* START MATERIAL FOR THIS EXERCISE *

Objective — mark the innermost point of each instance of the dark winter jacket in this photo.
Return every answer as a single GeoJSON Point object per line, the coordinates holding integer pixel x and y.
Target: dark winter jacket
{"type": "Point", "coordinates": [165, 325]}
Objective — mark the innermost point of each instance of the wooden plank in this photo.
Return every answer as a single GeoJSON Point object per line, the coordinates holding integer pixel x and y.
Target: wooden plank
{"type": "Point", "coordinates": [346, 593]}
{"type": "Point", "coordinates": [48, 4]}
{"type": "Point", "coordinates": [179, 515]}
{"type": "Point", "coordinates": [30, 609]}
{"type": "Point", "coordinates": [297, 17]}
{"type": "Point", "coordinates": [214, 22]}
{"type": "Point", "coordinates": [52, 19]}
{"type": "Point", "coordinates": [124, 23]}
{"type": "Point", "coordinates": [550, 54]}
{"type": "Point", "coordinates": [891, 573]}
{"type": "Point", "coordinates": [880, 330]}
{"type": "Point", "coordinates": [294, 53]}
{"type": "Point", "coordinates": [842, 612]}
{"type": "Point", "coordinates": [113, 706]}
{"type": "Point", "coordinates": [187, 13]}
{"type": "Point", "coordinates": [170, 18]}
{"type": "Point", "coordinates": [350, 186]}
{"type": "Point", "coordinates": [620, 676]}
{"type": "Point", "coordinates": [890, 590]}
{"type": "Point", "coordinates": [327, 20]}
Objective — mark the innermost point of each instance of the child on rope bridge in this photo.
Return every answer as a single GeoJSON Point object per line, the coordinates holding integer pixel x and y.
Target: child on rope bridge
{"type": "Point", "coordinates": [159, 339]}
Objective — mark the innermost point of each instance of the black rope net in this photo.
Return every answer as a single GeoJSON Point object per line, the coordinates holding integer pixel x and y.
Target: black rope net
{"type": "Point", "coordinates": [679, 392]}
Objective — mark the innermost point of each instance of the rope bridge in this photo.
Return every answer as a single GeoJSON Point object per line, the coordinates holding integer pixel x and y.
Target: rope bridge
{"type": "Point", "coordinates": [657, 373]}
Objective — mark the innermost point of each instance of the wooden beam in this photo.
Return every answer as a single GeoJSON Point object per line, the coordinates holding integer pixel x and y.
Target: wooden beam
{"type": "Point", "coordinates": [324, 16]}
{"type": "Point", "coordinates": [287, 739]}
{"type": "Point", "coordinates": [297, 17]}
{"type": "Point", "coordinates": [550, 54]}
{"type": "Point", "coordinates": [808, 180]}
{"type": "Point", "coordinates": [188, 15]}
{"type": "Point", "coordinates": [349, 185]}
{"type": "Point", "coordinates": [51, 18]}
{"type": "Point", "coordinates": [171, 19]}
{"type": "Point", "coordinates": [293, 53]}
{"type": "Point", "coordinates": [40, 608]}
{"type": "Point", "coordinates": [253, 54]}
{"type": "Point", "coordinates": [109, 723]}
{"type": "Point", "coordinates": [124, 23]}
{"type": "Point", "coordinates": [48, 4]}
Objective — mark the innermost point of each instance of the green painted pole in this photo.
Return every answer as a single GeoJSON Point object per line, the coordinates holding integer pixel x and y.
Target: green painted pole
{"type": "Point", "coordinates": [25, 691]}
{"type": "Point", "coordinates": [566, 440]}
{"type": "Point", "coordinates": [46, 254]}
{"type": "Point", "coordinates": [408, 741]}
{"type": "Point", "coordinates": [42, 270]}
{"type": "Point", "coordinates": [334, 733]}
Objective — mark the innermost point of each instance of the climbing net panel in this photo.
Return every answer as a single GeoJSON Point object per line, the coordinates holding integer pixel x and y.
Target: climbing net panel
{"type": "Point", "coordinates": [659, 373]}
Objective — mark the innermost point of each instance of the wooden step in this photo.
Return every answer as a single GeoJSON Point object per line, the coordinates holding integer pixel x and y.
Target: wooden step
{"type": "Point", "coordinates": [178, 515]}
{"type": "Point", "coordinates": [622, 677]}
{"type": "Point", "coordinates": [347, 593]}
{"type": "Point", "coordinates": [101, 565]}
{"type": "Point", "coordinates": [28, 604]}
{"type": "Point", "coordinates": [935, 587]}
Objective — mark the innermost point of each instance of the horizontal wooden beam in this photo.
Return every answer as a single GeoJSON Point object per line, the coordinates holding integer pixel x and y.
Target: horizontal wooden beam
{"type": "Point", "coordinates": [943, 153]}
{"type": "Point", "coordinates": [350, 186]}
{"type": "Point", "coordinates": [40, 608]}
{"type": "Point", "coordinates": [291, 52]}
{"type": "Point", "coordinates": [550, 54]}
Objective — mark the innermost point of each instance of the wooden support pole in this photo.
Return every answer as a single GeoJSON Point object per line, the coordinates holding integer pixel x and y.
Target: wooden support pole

* END MATERIAL FOR THIS EXERCISE *

— GOAL —
Copy out each line exactly.

— TASK ANSWER —
Objective — mark the innermost point of each instance of the dark winter jacket in this photo.
Return every answer as a single GeoJSON Point object per line, the coordinates holding integer pixel x and y.
Target: dark winter jacket
{"type": "Point", "coordinates": [165, 325]}
Objective — mark the innermost point of each instance of the wooden plank in this photo.
Return every answer as a single GeoJSON Point object per line, the coordinates holding integer pixel x and y.
Target: wooden plank
{"type": "Point", "coordinates": [346, 593]}
{"type": "Point", "coordinates": [48, 4]}
{"type": "Point", "coordinates": [179, 515]}
{"type": "Point", "coordinates": [30, 609]}
{"type": "Point", "coordinates": [297, 17]}
{"type": "Point", "coordinates": [214, 22]}
{"type": "Point", "coordinates": [52, 19]}
{"type": "Point", "coordinates": [124, 23]}
{"type": "Point", "coordinates": [550, 54]}
{"type": "Point", "coordinates": [891, 573]}
{"type": "Point", "coordinates": [880, 330]}
{"type": "Point", "coordinates": [294, 53]}
{"type": "Point", "coordinates": [842, 612]}
{"type": "Point", "coordinates": [113, 706]}
{"type": "Point", "coordinates": [187, 13]}
{"type": "Point", "coordinates": [170, 18]}
{"type": "Point", "coordinates": [350, 186]}
{"type": "Point", "coordinates": [620, 676]}
{"type": "Point", "coordinates": [890, 590]}
{"type": "Point", "coordinates": [327, 20]}
Objective — mark the innermost point of each instance of the child on rope bridge in this photo.
Return every answer as a single GeoJSON Point object per line, the coordinates holding integer pixel x and y.
Target: child on rope bridge
{"type": "Point", "coordinates": [159, 339]}
Objective — mark the innermost point of each instance of the black rope net in this photo.
Return every answer as a single GeoJSON Point object per line, the coordinates holding integer pixel x and y.
Target: black rope net
{"type": "Point", "coordinates": [679, 392]}
Objective — mark the innermost point of each instance of the rope bridge in this photo.
Return every answer as a single GeoJSON Point object per line, the coordinates holding integer pixel x and y.
Target: rope bridge
{"type": "Point", "coordinates": [657, 373]}
Objective — mark the innermost point of each instance of the wooden beam in this photo.
Return every answer as a single GeoJSON Point object per line, the coordinates holding integer pixel x and y.
Target: wooden beam
{"type": "Point", "coordinates": [324, 16]}
{"type": "Point", "coordinates": [287, 739]}
{"type": "Point", "coordinates": [297, 17]}
{"type": "Point", "coordinates": [550, 54]}
{"type": "Point", "coordinates": [808, 180]}
{"type": "Point", "coordinates": [188, 15]}
{"type": "Point", "coordinates": [349, 185]}
{"type": "Point", "coordinates": [51, 18]}
{"type": "Point", "coordinates": [171, 19]}
{"type": "Point", "coordinates": [293, 53]}
{"type": "Point", "coordinates": [40, 608]}
{"type": "Point", "coordinates": [253, 54]}
{"type": "Point", "coordinates": [109, 723]}
{"type": "Point", "coordinates": [124, 23]}
{"type": "Point", "coordinates": [48, 4]}
Objective — mark the innermost point of each instance of the green painted pole in this photo.
Return every answer as a single GeoJSON Point object per line, the coordinates holding integer pixel x and y.
Target: green painted pole
{"type": "Point", "coordinates": [25, 691]}
{"type": "Point", "coordinates": [566, 440]}
{"type": "Point", "coordinates": [46, 254]}
{"type": "Point", "coordinates": [408, 741]}
{"type": "Point", "coordinates": [42, 270]}
{"type": "Point", "coordinates": [334, 733]}
Objective — mark the innermost point of each instance of the climbing net panel in this photo.
Return every answer as a single GeoJSON Point object per line, the coordinates holding integer pixel x and y.
Target: climbing net panel
{"type": "Point", "coordinates": [659, 373]}
Objective — mark the innermost point of each instance of the wooden step in this photo.
Return every answer as a single GeoJSON Point object per line, the coordinates holding integer pixel x and y.
Target: wooden step
{"type": "Point", "coordinates": [178, 515]}
{"type": "Point", "coordinates": [622, 677]}
{"type": "Point", "coordinates": [347, 593]}
{"type": "Point", "coordinates": [101, 565]}
{"type": "Point", "coordinates": [28, 604]}
{"type": "Point", "coordinates": [935, 587]}
Objective — mark the innermost point of each instance of the horizontal wooden beam in this photo.
Return every answer as a single GeoJSON Point object per line, the coordinates holding integer pixel x and y.
Target: horizontal wooden beam
{"type": "Point", "coordinates": [943, 153]}
{"type": "Point", "coordinates": [350, 186]}
{"type": "Point", "coordinates": [40, 608]}
{"type": "Point", "coordinates": [291, 52]}
{"type": "Point", "coordinates": [550, 54]}
Objective — mark the innermost point of each instance of the wooden support pole in this photo.
Return every answer as a single GeoJSON Point object per line, the coordinates holding integer pixel x and y.
Target: wooden support pole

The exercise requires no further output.